— start —

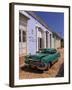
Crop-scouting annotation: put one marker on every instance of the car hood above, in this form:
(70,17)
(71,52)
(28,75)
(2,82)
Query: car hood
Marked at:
(38,56)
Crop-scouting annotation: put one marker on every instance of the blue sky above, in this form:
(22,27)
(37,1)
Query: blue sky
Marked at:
(54,20)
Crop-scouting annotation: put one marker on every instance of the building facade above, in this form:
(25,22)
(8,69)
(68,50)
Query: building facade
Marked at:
(34,34)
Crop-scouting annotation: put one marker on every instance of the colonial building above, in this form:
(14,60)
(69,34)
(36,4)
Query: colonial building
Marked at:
(35,34)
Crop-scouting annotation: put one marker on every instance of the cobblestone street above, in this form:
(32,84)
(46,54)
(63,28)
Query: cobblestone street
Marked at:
(56,70)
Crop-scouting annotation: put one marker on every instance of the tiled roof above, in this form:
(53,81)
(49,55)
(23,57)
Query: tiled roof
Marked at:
(41,21)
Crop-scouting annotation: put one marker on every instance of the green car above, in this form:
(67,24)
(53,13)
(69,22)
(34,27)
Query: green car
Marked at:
(43,59)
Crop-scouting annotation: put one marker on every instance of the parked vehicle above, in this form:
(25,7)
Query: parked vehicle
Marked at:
(43,59)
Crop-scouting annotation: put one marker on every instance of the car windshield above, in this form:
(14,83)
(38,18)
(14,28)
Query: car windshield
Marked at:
(47,51)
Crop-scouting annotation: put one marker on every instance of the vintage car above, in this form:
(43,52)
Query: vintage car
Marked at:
(43,59)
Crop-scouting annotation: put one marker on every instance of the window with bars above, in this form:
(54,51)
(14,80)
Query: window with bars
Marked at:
(24,36)
(19,35)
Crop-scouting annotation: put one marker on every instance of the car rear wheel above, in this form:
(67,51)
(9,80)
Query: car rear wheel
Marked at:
(43,66)
(48,66)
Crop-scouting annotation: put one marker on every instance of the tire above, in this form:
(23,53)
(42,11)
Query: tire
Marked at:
(42,68)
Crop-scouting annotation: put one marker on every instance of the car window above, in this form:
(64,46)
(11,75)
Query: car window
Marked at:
(48,51)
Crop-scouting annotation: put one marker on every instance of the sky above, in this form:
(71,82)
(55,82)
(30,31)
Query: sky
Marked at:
(55,20)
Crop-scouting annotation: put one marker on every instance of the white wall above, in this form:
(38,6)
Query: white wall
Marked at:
(32,46)
(4,45)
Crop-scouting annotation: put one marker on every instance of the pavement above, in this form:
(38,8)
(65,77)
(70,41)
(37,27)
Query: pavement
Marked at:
(56,70)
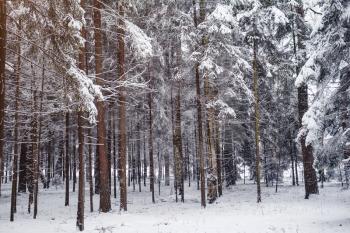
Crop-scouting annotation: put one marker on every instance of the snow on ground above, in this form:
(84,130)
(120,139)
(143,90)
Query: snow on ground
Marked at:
(235,212)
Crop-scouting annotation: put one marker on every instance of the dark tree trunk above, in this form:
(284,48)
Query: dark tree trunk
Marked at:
(3,34)
(91,185)
(15,156)
(199,111)
(151,165)
(22,176)
(122,107)
(81,192)
(67,158)
(105,201)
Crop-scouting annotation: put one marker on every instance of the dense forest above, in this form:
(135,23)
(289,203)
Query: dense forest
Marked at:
(100,97)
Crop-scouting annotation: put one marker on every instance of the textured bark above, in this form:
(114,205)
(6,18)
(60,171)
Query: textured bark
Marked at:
(199,113)
(22,176)
(257,126)
(212,161)
(91,185)
(308,159)
(81,192)
(114,156)
(139,155)
(15,156)
(35,152)
(80,120)
(122,107)
(179,167)
(151,160)
(67,158)
(310,179)
(105,201)
(218,158)
(2,82)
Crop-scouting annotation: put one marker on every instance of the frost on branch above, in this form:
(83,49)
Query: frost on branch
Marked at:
(140,42)
(87,91)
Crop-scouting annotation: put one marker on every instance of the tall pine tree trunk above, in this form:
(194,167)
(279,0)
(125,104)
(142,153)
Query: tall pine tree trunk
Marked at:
(15,156)
(199,111)
(122,107)
(310,178)
(3,34)
(257,119)
(151,160)
(81,185)
(105,201)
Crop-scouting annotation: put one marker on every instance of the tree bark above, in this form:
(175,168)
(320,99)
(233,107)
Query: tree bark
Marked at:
(122,107)
(3,34)
(105,201)
(257,126)
(151,160)
(199,112)
(81,192)
(15,156)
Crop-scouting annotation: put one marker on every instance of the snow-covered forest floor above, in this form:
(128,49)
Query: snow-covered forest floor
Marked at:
(236,211)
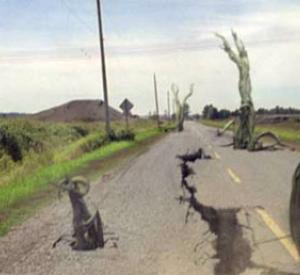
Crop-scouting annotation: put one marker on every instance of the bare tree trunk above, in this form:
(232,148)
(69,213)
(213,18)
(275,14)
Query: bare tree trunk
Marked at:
(245,123)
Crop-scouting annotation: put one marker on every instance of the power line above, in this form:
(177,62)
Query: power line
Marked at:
(77,16)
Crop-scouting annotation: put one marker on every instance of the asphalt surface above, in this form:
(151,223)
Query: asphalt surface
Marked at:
(139,205)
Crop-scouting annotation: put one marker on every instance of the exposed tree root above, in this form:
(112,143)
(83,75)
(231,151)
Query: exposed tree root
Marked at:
(88,229)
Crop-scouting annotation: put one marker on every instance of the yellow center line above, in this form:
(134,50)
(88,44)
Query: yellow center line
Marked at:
(217,156)
(235,178)
(278,232)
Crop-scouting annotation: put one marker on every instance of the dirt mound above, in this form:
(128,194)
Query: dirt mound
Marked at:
(78,110)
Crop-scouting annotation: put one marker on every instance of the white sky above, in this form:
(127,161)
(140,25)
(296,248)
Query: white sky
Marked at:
(55,65)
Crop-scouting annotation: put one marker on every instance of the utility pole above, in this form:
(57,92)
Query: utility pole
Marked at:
(169,117)
(104,80)
(156,100)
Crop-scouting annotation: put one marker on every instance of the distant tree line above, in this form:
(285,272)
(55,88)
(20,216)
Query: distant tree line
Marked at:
(212,112)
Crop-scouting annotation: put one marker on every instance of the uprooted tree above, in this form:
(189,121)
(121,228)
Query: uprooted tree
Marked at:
(244,137)
(180,106)
(88,229)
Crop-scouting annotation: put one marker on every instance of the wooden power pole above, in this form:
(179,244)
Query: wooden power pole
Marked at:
(104,79)
(169,116)
(156,100)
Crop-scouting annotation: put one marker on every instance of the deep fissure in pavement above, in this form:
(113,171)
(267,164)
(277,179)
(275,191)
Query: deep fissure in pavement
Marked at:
(232,249)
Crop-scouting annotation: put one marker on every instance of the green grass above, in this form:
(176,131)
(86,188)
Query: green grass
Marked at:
(19,192)
(285,131)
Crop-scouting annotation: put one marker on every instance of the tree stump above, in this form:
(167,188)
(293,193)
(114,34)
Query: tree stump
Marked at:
(88,229)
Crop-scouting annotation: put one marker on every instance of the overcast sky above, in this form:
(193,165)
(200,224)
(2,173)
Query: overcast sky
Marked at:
(49,51)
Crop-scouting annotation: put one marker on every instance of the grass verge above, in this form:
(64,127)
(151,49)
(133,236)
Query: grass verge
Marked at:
(21,198)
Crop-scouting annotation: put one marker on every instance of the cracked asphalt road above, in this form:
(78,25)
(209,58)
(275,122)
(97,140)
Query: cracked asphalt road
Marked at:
(138,204)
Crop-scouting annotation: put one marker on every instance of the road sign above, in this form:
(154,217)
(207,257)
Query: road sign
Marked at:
(126,106)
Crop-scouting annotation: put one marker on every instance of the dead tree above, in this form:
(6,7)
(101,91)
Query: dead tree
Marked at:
(244,137)
(245,123)
(88,229)
(180,115)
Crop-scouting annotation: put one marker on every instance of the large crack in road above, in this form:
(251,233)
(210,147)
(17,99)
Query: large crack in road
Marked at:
(232,249)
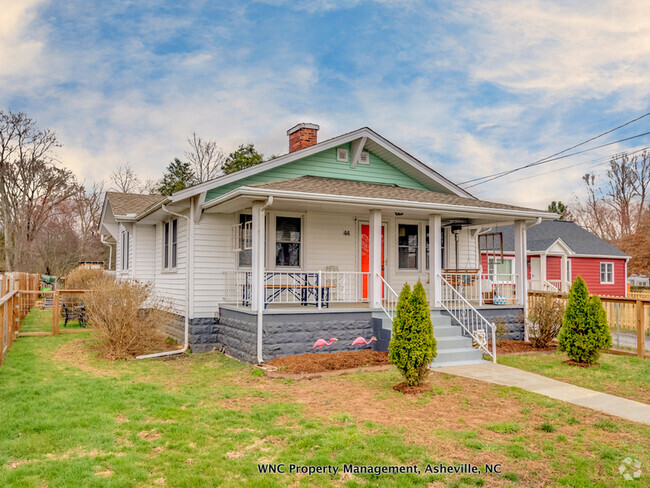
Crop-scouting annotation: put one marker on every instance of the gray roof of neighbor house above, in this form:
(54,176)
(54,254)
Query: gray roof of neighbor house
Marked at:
(131,203)
(541,237)
(332,186)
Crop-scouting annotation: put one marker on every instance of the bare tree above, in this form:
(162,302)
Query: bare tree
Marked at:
(205,157)
(124,179)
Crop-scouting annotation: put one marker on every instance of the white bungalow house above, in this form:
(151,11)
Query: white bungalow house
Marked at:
(317,244)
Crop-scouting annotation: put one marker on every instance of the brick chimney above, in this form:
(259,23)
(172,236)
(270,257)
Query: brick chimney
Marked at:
(302,136)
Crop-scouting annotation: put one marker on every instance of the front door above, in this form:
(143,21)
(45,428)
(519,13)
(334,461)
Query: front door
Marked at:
(365,254)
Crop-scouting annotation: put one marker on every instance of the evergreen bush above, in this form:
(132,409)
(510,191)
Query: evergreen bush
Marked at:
(412,346)
(584,331)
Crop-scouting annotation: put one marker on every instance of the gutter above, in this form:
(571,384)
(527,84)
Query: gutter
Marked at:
(260,306)
(188,280)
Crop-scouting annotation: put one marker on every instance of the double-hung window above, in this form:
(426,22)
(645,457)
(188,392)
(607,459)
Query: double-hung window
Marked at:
(288,241)
(126,238)
(170,244)
(606,273)
(407,246)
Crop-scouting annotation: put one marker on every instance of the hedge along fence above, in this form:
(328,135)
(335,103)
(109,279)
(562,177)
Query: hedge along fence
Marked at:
(19,294)
(628,319)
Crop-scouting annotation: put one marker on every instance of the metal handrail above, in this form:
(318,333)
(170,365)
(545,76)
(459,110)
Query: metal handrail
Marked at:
(467,316)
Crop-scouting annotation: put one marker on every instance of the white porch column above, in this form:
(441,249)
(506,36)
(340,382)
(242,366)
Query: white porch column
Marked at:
(520,262)
(374,264)
(257,264)
(435,264)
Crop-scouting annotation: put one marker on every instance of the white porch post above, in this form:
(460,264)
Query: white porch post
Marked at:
(374,264)
(435,265)
(257,264)
(520,262)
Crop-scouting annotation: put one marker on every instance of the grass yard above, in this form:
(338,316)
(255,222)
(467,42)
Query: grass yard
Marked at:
(71,420)
(625,376)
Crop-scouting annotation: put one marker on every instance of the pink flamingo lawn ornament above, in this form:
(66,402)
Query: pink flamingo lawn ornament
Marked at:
(323,342)
(360,341)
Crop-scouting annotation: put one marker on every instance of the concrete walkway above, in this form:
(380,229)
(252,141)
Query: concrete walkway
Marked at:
(509,376)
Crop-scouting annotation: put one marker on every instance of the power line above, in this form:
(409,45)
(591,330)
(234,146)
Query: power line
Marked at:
(547,158)
(505,173)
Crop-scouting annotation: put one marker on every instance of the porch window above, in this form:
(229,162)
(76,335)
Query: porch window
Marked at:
(606,273)
(407,246)
(126,238)
(500,269)
(245,255)
(442,247)
(288,238)
(170,244)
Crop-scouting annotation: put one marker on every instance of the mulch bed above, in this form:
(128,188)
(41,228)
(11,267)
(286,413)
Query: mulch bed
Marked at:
(520,347)
(320,362)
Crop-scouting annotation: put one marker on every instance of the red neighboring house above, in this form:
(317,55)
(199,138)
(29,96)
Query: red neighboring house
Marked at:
(557,252)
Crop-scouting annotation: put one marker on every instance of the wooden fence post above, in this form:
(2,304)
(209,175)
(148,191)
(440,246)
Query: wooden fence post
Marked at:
(55,313)
(640,329)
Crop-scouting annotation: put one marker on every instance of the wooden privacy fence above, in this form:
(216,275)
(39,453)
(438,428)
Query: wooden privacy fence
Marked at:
(18,295)
(628,318)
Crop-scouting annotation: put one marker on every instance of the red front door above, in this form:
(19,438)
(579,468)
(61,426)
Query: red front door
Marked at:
(365,254)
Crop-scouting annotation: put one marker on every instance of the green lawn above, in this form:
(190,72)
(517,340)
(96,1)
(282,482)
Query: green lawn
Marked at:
(625,376)
(68,419)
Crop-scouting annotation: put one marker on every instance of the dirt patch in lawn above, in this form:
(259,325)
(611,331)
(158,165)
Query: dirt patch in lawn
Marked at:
(520,347)
(319,362)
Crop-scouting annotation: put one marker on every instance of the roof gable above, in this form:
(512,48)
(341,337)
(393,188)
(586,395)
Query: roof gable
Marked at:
(406,166)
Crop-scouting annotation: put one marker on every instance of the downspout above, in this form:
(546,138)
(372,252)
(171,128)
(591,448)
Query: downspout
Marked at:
(110,252)
(188,280)
(260,306)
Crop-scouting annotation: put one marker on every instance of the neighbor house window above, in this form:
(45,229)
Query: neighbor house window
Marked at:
(442,248)
(288,239)
(245,255)
(126,238)
(170,244)
(607,273)
(500,269)
(407,246)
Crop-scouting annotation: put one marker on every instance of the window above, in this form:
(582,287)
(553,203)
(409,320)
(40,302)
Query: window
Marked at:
(126,238)
(442,247)
(500,269)
(407,246)
(288,238)
(607,273)
(245,255)
(170,244)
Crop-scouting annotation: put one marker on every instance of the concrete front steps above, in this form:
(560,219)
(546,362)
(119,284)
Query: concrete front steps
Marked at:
(453,348)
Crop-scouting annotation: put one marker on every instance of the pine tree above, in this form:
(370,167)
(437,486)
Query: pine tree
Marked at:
(584,330)
(412,346)
(179,176)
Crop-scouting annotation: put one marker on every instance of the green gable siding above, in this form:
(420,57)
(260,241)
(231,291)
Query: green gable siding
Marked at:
(325,165)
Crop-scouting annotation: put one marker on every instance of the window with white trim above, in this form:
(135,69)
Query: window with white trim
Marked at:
(170,244)
(606,273)
(126,239)
(288,241)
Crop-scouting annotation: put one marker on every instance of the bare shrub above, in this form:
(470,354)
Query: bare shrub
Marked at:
(125,316)
(83,278)
(546,314)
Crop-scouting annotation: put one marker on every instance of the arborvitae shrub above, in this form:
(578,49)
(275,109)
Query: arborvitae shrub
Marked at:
(584,331)
(412,346)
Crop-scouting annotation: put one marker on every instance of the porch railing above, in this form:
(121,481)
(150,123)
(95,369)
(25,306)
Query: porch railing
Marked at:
(317,288)
(485,288)
(477,326)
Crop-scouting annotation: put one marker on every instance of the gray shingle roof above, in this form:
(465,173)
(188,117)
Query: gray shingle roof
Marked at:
(540,238)
(332,186)
(131,203)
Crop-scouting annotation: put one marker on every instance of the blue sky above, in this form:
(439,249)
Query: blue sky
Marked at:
(470,87)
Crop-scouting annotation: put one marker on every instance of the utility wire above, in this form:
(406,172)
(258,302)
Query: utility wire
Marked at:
(505,173)
(547,158)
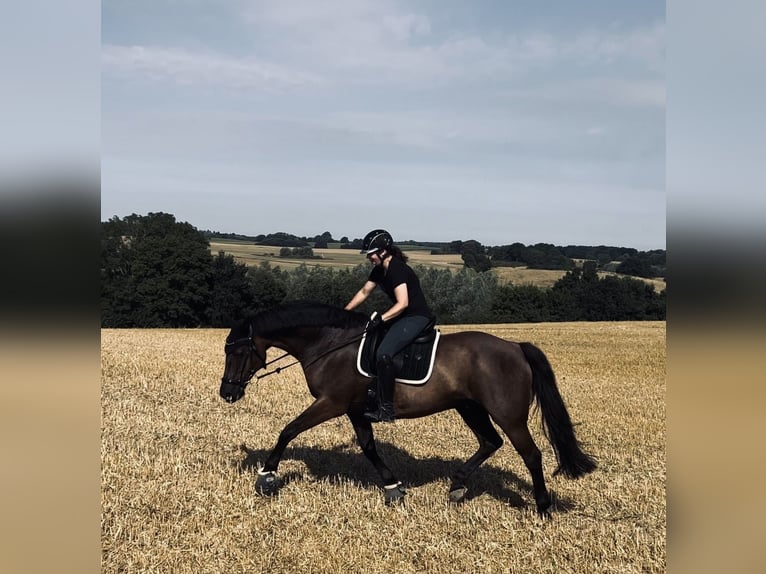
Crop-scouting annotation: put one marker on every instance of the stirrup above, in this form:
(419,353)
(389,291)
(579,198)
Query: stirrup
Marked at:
(380,415)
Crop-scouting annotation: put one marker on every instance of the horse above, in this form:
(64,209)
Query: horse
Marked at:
(483,377)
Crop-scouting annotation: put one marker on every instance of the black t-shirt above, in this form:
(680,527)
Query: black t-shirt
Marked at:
(399,272)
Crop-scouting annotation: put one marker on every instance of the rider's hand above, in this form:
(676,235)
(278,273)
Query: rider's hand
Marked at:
(374,323)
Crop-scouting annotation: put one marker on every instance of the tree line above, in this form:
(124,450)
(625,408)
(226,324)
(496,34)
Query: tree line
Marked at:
(157,272)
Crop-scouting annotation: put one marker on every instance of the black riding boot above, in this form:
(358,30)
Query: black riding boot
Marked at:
(386,376)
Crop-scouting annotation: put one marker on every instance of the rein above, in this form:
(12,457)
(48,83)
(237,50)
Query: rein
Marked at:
(312,361)
(285,354)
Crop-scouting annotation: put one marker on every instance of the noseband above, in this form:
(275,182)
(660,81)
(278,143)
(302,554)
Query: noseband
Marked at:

— end —

Exercise brief:
Output each line of the listing above, word for word, from the one holding "the utility wire" through the last line, both included; omit the pictures.

Exercise answer:
Crop-scouting annotation: put one marker on every instance of the utility wire above, in this form:
(406,172)
(258,302)
Query: utility wire
Marked at:
(505,173)
(547,158)
Crop-scouting annotation: put one marker on every instance of the stirrup above, in this form:
(419,353)
(389,291)
(579,198)
Query: stirrup
Marked at:
(380,415)
Crop-scouting annotation: put one marker on every instance of the horse above, in this form:
(64,209)
Query: horse
Marked at:
(483,377)
Crop-scouting annotation: put one marker on every instance of the black t-shirt above, in this form:
(680,527)
Query: black t-shirt
Marked at:
(399,272)
Crop-scouting annotation: put one marker on every instance of the rider's hand above, in this form:
(676,235)
(278,273)
Query: rider's hand
Marked at:
(374,323)
Crop-scouting annotation: put one marker on every instance of the tree line above, in this form:
(124,450)
(625,408)
(226,324)
(496,34)
Query: tree line
Marked at:
(157,272)
Crop-scouting annotation: put one marker on every instance of the black riding boot above, in this form:
(358,30)
Query: black riding boot
Marked at:
(386,376)
Crop-scouting annotation: put one marker on every instance of the rein above, in this form:
(12,457)
(48,83)
(237,50)
Query: rein
Marked at:
(312,361)
(285,354)
Crop-scouting annotation: put one marker on every instance of the noseband above, in this form:
(275,182)
(660,81)
(278,143)
(302,554)
Query: noseband
Marked at:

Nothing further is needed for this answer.